SOURCE DATA:
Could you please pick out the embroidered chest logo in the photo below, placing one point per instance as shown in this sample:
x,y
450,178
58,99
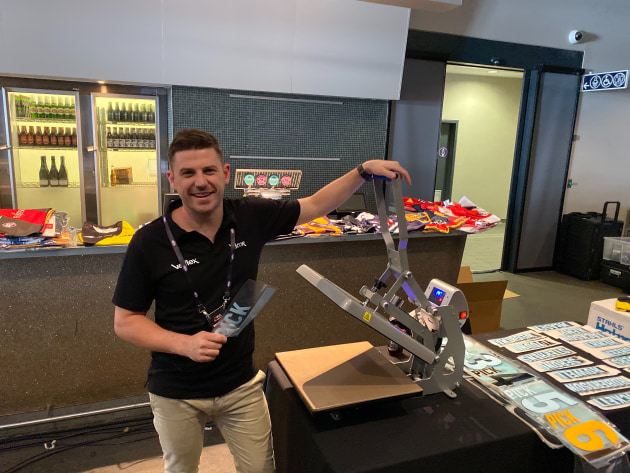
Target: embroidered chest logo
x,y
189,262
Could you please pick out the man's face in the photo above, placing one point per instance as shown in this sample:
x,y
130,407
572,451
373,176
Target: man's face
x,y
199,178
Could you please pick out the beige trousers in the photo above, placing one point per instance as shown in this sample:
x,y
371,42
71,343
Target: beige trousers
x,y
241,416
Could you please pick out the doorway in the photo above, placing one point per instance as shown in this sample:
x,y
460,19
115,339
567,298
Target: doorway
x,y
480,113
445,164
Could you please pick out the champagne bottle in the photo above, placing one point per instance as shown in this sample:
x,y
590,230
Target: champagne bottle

...

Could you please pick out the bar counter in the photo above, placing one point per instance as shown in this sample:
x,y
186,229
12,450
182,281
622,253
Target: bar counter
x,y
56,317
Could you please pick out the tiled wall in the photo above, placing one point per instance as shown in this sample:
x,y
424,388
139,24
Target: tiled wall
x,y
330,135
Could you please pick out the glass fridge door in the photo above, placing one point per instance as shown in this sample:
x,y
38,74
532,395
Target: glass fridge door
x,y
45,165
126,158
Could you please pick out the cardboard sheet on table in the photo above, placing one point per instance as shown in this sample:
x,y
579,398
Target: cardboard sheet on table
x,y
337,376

REQUIREMENT: In the entries above, find each line with the word "bottle" and copy it.

ANSWER TO THIS PROBLEM:
Could you please pick out the champagne bottle in the photo above, placing one point per instance as shown in this sample:
Target: champagne bottle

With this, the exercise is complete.